Extract provided:
+++

Does cursive really have cognitive benefits?

I teach third grade, and my legislature has just passed a law mandating that all students learn cursive.

This is a debate I’ve had with other teachers. It seems to me that cursive had a place in society when it was the fastest way of putting ideas down on paper. But now, keyboarding is far faster for folks that learn the skill, and it’s a superior means of communication. I’d much prefer that my students learn effective keyboarding.

Some folks argue that learning cursive has strong benefits for cognition. What little I’ve seen of the research makes me skeptical, though: it looks as though they’re not comparing cursive-instruction-as-intervention to any other intervention, but simply to a lack of intervention, and that seems sketchy to me. Furthermore, I suspect that a lot of the hand-eye-coordination benefits of cursive are currently imparted through the use of computer mice and touch screens.

So what’s the straight dope? Is the scientific research on the benefits of learning cursive rigorous, controversial, or quackery?

I can’t answer your question directly, but I never learned cursive, and I’m not mentally deficient (as far as I know). I did eventually learn to touch type, though, and that’s been hugely helpful.

Sounds like some old farts in the legislature were like, “We learned cursive! Dammit they should too.”

[ul]
[li]A CNN article from 2011.[/li][li]An NPR article from 2011.[/li][li]The Yale Center for Dyslexia and Creativity prefers keyboarding.[/li][/ul]
For me it’s similar to using calculators in the classroom. If you haven’t mastered a pencil, paper and an eraser to do math, you shouldn’t be using a calculator. I think the same should apply to writing as well. Teach both so each student is able to learn all the skills.

It might come in handy if there are no batteries or a power outlet. :slight_smile:

Besides, is teaching being pushed by technology for the sake of technology, or is technology supplementing teaching?

+++

Entries drawn from a collection:

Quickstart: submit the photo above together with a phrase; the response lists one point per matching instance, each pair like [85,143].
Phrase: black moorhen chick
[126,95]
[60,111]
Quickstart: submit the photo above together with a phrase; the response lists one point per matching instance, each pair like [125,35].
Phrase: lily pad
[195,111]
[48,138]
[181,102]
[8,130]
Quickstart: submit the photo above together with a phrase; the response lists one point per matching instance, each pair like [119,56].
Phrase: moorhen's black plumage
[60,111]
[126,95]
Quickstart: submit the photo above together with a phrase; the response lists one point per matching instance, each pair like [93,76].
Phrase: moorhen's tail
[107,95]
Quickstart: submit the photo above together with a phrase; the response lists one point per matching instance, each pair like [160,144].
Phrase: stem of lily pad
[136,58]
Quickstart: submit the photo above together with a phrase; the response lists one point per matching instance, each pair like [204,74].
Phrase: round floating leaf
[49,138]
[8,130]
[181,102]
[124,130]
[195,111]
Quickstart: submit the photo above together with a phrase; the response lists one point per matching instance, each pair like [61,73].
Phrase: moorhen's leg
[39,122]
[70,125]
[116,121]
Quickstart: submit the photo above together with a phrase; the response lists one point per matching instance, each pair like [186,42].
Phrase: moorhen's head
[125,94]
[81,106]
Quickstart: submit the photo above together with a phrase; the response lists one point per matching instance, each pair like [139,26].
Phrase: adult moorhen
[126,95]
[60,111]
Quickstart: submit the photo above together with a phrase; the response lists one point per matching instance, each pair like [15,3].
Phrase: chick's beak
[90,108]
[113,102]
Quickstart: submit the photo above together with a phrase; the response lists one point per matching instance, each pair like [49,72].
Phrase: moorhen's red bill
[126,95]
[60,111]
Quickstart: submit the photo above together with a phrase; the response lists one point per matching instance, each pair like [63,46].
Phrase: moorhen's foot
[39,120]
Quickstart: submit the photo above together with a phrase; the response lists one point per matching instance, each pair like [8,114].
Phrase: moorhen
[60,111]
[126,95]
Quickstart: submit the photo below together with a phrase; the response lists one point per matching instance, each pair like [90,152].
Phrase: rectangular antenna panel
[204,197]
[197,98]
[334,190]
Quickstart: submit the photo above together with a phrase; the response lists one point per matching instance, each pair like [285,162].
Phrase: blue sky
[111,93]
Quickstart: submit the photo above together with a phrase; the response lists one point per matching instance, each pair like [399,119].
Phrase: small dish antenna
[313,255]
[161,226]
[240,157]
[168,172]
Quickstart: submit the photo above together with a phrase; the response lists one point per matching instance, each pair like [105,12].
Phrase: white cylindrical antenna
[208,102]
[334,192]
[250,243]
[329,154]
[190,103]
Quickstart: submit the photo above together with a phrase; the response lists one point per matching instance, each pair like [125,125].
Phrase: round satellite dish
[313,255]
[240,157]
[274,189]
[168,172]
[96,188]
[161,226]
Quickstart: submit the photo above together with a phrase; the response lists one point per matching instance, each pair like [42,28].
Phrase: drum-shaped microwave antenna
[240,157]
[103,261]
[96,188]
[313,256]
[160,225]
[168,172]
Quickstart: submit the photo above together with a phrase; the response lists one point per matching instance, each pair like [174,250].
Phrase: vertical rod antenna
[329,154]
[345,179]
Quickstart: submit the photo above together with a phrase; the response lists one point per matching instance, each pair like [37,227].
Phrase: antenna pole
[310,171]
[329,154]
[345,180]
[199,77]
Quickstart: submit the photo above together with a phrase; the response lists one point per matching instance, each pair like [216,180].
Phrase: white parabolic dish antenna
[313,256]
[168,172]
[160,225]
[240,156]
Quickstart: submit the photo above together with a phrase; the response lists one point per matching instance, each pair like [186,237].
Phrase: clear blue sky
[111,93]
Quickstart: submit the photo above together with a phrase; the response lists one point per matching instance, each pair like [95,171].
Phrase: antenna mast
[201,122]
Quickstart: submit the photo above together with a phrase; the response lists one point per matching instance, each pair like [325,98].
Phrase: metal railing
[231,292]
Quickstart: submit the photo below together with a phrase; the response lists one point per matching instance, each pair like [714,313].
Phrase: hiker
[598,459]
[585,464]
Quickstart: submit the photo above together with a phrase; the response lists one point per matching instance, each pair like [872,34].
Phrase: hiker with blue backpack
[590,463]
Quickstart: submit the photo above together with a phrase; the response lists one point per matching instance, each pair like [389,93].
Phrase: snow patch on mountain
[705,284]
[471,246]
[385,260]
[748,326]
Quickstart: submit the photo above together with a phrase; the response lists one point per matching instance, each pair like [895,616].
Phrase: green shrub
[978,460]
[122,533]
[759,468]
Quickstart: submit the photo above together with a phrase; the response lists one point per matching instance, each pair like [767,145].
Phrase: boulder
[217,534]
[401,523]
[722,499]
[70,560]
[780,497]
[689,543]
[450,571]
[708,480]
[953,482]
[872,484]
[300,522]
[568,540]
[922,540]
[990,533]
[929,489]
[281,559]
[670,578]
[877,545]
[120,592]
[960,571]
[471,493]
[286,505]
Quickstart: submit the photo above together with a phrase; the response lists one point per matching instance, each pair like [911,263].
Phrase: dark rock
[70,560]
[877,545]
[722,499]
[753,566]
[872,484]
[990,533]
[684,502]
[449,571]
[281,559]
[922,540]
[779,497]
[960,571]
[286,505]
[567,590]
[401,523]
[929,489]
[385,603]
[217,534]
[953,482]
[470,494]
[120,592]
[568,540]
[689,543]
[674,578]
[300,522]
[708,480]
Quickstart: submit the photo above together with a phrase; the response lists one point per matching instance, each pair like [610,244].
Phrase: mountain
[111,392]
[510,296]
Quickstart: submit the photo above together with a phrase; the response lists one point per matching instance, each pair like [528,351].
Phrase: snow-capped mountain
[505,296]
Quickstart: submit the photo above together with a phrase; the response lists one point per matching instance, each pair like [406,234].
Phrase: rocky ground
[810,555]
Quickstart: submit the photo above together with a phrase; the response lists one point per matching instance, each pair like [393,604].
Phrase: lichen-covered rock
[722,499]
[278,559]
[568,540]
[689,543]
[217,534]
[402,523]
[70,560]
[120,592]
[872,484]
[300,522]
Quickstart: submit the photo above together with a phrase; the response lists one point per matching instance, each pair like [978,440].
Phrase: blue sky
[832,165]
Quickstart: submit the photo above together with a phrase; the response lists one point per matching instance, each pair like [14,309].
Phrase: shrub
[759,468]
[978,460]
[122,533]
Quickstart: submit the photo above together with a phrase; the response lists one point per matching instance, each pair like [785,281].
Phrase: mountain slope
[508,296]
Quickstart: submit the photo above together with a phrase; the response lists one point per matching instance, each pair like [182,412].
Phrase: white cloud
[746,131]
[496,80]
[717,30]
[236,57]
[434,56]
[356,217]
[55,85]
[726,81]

+++

Problem statement:
Extend the forum thread on teaching cursive above, starting right after its last sentence.

Final answer:
I remember learning cursive in elementary school and even had some teachers who required that all assignments be written in cursive or they wouldn’t be accepted, with the exception of a few longer writing assignments that were allowed to be printed. I’m young enough that using a word processor and printing it up at home was always an option, and even for those who may not have had a computer at home, there was always the computer lab at school or public library as an option.

The justification I always got for why they insisted always seemed to be in relation to hand-printing and never in comparison to typing. They claimed it was faster, though I never felt comfortable enough with it that I could say it was clearly faster, and so my writing would be better because I’d better be able to keep up with my thoughts. The other thing I heard was that picking up the pen and setting it down also served as a way of interupting my thoughts and would lead to fattigue. So, even if we accept those arguments as valid, fine, cursive is better than printing, but that doesn’t compare to typing. Someone who has received similar instruction in both cursive and typing will undoubtedly be significantly faster typing, which blows away any supposed stream-of-consciousness argument. And I also find typing to be a lot less fatiguing than hand-writing as well.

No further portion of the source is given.